What is asked:
Starting at the line that contains "TARGET: purple swimsuit" and ending at the last line of the rows, write those lines out again, requests included. Multiply every coordinate in the answers by 1.3 and round to whole numbers, with halves rounded up.

• • • • • • •

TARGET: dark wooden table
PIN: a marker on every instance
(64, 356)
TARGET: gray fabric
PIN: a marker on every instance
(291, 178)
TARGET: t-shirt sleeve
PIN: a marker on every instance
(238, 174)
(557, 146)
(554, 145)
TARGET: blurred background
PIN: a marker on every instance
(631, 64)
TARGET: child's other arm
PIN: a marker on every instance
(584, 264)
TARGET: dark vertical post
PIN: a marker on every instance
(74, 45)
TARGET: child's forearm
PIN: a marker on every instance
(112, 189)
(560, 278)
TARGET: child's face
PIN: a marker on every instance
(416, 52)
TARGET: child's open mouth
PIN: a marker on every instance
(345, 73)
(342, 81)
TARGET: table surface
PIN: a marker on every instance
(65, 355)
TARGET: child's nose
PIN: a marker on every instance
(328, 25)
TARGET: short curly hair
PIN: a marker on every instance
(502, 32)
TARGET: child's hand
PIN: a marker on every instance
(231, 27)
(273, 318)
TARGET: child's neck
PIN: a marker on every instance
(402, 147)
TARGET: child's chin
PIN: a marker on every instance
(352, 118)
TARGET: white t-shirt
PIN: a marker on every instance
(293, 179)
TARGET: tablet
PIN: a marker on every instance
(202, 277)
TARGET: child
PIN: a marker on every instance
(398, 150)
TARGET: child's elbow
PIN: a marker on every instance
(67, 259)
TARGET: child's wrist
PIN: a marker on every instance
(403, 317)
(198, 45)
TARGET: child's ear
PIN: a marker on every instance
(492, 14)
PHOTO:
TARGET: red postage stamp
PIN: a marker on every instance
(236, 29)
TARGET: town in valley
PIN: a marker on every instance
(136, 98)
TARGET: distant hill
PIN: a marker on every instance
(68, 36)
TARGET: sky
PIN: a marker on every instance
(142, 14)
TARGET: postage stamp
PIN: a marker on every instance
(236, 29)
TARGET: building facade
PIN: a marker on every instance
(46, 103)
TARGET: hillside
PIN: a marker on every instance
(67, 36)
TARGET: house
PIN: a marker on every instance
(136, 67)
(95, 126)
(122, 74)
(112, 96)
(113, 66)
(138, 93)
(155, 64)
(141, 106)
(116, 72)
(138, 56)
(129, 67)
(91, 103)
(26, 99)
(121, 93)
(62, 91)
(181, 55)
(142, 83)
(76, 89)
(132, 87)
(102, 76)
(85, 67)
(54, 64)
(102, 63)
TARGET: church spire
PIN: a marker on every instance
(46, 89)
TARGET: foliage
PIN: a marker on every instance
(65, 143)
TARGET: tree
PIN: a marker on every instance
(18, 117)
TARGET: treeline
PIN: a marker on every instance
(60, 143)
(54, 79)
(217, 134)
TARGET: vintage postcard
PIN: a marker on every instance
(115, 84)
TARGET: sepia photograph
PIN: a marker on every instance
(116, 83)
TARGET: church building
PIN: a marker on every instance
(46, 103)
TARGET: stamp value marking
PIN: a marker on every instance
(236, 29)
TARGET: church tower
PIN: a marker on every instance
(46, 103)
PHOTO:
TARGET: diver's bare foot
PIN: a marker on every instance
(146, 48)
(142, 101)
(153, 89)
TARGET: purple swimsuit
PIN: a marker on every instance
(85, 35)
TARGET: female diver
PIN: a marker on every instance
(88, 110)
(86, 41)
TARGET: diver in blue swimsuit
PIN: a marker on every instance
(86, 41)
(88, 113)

• • • • • • •

Final answer:
TARGET: purple swimsuit
PIN: a marker on every instance
(111, 46)
TARGET: female diver
PIN: a marker on every instance
(114, 143)
(112, 53)
TARGET: diver in blue swimsuit
PIN: a marker on every instance
(112, 53)
(114, 147)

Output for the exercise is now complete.